• Description of the task
Write out the listing below from the line containing "the tree trunk" to its last line, unaltered, ends included.

------------------------------

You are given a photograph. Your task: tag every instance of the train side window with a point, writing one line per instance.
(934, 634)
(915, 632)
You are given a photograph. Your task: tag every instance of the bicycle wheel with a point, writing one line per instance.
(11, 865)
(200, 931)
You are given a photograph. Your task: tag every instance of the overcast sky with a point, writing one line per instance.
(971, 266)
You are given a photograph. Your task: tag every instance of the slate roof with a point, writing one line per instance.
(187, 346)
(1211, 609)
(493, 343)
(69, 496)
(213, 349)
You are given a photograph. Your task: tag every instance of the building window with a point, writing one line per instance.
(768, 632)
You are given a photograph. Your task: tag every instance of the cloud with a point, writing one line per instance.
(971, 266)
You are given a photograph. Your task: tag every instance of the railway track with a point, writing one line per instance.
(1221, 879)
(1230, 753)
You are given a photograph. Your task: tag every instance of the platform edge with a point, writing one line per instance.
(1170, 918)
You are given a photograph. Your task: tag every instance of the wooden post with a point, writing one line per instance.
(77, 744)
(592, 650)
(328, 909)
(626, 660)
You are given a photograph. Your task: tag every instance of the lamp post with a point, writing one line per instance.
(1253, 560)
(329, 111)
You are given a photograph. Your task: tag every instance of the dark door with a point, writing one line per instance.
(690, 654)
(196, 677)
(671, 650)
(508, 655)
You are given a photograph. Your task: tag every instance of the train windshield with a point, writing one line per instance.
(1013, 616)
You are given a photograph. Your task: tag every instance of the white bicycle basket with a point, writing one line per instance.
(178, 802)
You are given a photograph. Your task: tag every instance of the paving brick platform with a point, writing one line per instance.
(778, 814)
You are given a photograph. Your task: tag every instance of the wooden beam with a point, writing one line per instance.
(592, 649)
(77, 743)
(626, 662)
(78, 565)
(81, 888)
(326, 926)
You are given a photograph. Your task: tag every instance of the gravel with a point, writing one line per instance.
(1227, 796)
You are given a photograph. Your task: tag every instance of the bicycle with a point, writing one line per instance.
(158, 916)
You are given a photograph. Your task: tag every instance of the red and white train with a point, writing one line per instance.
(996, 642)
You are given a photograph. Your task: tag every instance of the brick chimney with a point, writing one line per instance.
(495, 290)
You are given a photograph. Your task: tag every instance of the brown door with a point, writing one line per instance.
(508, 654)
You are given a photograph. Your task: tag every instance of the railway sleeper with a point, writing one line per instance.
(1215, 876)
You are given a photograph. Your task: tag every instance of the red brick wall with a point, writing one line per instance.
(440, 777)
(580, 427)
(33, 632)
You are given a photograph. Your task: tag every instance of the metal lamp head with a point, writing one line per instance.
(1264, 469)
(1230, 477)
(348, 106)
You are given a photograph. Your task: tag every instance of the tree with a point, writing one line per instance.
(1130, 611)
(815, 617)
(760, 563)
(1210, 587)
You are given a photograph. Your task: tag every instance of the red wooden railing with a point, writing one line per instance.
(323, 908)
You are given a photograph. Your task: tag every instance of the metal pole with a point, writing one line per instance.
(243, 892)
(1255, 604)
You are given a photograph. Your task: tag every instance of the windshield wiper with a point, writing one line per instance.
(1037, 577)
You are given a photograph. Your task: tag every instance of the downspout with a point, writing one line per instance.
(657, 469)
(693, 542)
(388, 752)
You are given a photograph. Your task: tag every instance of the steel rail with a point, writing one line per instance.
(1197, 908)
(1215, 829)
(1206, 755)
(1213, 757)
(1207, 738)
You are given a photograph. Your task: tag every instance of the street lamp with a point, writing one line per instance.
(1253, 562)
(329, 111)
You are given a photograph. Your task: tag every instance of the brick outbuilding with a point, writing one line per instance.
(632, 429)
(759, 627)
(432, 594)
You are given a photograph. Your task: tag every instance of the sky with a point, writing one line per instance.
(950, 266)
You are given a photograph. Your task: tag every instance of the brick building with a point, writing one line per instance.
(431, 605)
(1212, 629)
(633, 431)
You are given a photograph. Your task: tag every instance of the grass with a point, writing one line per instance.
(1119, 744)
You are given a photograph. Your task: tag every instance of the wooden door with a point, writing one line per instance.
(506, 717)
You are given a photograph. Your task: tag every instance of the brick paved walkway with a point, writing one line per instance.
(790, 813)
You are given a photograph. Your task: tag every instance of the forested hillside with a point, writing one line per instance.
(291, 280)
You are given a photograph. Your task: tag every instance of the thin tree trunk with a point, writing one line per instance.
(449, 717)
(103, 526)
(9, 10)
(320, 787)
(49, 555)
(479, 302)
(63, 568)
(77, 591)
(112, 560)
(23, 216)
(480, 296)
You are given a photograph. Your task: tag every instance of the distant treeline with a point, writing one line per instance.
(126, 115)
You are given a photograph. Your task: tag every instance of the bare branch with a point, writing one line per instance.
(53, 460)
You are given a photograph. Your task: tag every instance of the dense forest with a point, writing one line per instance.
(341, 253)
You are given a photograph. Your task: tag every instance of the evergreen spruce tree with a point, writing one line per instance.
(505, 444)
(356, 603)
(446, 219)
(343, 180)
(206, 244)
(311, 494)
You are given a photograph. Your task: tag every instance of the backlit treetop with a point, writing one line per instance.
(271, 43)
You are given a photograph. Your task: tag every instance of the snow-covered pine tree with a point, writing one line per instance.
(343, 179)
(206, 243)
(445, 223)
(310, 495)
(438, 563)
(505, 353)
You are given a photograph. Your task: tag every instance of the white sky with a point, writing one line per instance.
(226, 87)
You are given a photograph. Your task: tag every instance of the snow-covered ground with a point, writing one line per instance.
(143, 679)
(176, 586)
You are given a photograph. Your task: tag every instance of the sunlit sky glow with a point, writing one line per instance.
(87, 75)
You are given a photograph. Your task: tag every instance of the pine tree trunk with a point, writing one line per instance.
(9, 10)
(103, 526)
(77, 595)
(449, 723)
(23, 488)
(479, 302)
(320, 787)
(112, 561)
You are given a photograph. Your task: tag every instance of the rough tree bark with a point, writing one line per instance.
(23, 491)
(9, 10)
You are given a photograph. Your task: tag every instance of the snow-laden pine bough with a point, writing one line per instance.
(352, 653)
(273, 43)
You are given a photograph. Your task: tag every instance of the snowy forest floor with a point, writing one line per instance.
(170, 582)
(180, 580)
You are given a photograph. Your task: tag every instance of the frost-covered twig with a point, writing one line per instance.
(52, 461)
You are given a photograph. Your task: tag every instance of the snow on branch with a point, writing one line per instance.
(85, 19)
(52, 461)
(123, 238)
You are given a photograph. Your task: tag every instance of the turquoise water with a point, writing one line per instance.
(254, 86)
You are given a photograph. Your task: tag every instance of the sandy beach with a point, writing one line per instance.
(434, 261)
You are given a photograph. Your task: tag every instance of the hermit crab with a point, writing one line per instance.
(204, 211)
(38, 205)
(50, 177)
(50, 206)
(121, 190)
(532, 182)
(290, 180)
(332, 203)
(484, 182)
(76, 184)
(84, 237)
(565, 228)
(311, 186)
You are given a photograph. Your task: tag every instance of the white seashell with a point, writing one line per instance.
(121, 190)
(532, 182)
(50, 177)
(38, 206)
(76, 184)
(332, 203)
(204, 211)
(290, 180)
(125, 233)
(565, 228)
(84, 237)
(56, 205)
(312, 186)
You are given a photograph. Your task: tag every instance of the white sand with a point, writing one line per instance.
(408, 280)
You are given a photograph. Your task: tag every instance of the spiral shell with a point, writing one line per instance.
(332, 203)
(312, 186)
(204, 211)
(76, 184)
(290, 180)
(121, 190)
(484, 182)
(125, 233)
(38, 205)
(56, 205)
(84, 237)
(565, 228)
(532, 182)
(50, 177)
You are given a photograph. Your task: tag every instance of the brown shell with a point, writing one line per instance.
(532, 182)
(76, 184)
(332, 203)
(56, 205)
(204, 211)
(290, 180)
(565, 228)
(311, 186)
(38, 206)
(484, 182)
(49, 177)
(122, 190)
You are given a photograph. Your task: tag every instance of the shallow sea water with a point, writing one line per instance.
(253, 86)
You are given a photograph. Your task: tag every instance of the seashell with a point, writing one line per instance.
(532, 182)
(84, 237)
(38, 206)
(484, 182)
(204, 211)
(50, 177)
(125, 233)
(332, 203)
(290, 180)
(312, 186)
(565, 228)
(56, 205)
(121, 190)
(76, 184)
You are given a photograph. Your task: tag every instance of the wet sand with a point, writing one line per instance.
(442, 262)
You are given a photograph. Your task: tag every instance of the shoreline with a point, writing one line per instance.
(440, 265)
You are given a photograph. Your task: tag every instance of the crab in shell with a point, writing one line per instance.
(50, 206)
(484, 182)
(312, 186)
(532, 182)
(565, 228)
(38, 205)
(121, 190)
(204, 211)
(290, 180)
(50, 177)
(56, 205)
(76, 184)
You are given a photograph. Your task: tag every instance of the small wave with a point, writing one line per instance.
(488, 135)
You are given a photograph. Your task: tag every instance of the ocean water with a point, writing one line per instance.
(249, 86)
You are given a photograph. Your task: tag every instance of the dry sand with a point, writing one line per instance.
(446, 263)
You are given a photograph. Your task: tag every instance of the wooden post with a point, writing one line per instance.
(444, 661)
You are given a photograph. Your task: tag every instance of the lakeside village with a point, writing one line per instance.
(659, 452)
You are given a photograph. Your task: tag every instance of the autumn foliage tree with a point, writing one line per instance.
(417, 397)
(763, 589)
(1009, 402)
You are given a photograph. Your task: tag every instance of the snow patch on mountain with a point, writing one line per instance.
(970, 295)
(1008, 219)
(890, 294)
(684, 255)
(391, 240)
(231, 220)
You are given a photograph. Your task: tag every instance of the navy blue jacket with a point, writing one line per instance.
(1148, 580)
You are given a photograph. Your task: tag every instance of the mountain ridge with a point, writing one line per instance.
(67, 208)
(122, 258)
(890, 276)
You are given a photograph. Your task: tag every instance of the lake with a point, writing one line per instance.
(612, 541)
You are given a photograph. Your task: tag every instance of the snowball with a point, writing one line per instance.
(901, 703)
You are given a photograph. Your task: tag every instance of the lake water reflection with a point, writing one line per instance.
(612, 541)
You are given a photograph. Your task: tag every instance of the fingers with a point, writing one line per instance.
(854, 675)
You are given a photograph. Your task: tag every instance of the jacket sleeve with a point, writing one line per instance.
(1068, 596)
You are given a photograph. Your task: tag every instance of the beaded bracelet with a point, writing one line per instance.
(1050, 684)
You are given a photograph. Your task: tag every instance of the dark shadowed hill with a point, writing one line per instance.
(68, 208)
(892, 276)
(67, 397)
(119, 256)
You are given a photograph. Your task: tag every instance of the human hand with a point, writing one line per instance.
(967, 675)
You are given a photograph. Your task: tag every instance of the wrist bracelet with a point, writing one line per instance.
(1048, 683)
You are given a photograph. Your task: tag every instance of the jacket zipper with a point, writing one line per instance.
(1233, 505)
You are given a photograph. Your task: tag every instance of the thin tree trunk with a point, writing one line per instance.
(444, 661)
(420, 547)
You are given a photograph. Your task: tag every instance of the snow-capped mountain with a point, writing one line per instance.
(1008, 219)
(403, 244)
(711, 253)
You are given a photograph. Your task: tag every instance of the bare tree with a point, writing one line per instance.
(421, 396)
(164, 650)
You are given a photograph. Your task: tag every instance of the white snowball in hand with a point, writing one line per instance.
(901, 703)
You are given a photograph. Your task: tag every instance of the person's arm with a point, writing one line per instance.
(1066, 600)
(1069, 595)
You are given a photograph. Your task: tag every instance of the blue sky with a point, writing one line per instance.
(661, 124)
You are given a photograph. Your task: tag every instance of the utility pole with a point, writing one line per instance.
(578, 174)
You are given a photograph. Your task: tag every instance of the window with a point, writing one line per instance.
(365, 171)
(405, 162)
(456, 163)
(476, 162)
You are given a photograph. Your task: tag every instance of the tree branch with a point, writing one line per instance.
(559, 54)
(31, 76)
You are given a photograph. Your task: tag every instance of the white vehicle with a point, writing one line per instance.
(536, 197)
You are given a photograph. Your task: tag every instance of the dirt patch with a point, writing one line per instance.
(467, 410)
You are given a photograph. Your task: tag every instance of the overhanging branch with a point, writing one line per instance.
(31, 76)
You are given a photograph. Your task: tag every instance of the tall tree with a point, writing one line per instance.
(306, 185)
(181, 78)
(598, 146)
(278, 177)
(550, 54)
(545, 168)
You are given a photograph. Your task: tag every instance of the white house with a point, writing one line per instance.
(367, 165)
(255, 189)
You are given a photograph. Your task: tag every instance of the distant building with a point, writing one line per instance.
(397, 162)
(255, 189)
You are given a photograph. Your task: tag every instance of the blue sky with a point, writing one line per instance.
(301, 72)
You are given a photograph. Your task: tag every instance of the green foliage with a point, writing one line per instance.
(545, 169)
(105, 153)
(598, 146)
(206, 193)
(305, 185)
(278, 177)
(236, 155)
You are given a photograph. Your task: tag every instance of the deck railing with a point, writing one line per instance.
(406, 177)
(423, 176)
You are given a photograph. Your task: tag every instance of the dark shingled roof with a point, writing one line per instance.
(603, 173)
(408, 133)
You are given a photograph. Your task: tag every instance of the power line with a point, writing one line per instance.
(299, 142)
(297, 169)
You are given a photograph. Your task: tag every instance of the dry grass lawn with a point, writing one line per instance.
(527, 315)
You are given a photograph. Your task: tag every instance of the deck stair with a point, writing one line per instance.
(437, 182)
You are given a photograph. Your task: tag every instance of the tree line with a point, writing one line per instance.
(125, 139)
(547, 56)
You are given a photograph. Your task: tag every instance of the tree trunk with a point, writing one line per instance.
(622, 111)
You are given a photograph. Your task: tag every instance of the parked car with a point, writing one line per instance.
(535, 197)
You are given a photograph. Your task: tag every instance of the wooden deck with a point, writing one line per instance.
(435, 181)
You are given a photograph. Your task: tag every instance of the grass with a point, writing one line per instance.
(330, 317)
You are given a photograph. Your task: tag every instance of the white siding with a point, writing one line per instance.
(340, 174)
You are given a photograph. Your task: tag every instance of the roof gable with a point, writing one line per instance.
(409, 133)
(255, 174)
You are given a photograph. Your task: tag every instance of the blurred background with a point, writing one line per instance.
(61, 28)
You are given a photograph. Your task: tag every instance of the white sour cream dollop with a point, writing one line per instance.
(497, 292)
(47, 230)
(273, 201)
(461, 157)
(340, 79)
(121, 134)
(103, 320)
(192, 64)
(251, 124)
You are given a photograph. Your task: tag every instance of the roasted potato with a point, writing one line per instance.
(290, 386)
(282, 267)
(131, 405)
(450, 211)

------------------------------

• Output for this task
You are given a photograph. Your task: tag every instance of the tree trunk with a point, writing one line per instance.
(622, 111)
You are given a photograph. Your task: tag every instance of the parked car with a point, writing one line per instance.
(535, 197)
You are given a photograph. Your task: tag every instance of the wooden deck with a point, writing one line per instance.
(435, 181)
You are given a photograph. Your task: tag every instance of the grass with a point, writing one line per instance.
(330, 317)
You are given a photograph. Your task: tag every instance of the white siding with a point, writing one line per instance.
(340, 174)
You are given a photograph. Your task: tag every instance of the roof gable with a point, writing one line per instance.
(409, 133)
(255, 174)
You are given a photograph. Your task: tag every instance of the blurred background with a point, writing one line per instance.
(61, 28)
You are given a photograph. Your task: tag every instance of the white sour cream dollop with a point, writing one line per instance.
(497, 292)
(47, 230)
(273, 201)
(461, 157)
(340, 79)
(121, 134)
(103, 320)
(192, 64)
(251, 124)
You are given a photograph. Your task: tag every instance of the roasted potato with a point, writing one line per instance.
(290, 386)
(282, 267)
(131, 405)
(450, 211)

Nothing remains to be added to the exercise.